TRY IT →
Among the lines below, return each one that contains the word "shingle".

Source data →
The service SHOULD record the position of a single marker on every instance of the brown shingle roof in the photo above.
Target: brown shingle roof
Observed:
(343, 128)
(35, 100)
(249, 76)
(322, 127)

FINISHED TASK →
The service SHOULD record the position of a single marker on every instance of the brown shingle roof in the photo above.
Target: brown shingle roof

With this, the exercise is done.